- _TASK TO COMPLETE_: Turn the lines below into a Markdown table with the columns "Row" and "Line", one row per line and numbered in order. Leave out any blank lines.
---------- DATA SHOWN ----------
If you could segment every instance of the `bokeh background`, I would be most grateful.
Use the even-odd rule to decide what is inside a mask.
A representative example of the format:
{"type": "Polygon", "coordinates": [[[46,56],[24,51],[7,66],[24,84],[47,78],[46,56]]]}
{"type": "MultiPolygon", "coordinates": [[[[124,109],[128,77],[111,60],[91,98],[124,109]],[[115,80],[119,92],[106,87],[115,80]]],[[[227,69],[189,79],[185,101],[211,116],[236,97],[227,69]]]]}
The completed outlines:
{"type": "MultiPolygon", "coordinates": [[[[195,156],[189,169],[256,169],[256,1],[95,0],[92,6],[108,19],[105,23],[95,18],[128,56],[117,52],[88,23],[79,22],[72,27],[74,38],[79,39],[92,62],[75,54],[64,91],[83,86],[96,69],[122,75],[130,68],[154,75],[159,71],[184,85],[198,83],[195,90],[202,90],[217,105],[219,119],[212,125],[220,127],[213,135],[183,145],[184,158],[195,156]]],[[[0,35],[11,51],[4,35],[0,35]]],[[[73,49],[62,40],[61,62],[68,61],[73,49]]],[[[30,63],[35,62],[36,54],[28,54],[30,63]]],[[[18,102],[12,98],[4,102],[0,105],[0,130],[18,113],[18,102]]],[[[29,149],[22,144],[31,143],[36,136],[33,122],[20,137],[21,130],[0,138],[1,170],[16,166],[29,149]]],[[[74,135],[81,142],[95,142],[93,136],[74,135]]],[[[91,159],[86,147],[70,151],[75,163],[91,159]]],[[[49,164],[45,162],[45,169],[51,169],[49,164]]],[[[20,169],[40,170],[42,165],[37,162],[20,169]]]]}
----------
- _ANSWER TO THE PROBLEM_:
| Row | Line |
|---|---|
| 1 | If you could segment every instance of the `bokeh background`, I would be most grateful. |
| 2 | Use the even-odd rule to decide what is inside a mask. |
| 3 | A representative example of the format: |
| 4 | {"type": "Polygon", "coordinates": [[[46,56],[24,51],[7,66],[24,84],[47,78],[46,56]]]} |
| 5 | {"type": "MultiPolygon", "coordinates": [[[[124,109],[128,77],[111,60],[91,98],[124,109]],[[115,80],[119,92],[106,87],[115,80]]],[[[227,69],[189,79],[185,101],[211,116],[236,97],[227,69]]]]} |
| 6 | The completed outlines: |
| 7 | {"type": "MultiPolygon", "coordinates": [[[[195,156],[189,169],[256,169],[256,1],[95,0],[92,6],[108,19],[105,23],[95,18],[128,56],[117,52],[88,23],[79,22],[72,27],[74,38],[79,39],[92,62],[75,54],[64,91],[83,86],[96,69],[122,75],[130,68],[154,75],[159,71],[184,85],[198,83],[195,90],[202,90],[217,105],[219,119],[212,125],[220,127],[213,135],[183,145],[184,158],[195,156]]],[[[0,35],[11,51],[4,35],[0,35]]],[[[73,49],[62,40],[61,62],[68,61],[73,49]]],[[[30,63],[35,62],[36,54],[28,54],[30,63]]],[[[18,102],[12,98],[4,102],[0,105],[0,130],[18,113],[18,102]]],[[[29,149],[22,144],[31,143],[36,136],[33,122],[20,137],[21,130],[0,138],[1,170],[16,166],[29,149]]],[[[74,135],[81,142],[95,142],[93,136],[74,135]]],[[[91,159],[86,147],[70,151],[75,163],[91,159]]],[[[49,164],[45,162],[45,169],[51,169],[49,164]]],[[[20,169],[40,170],[42,165],[37,162],[20,169]]]]} |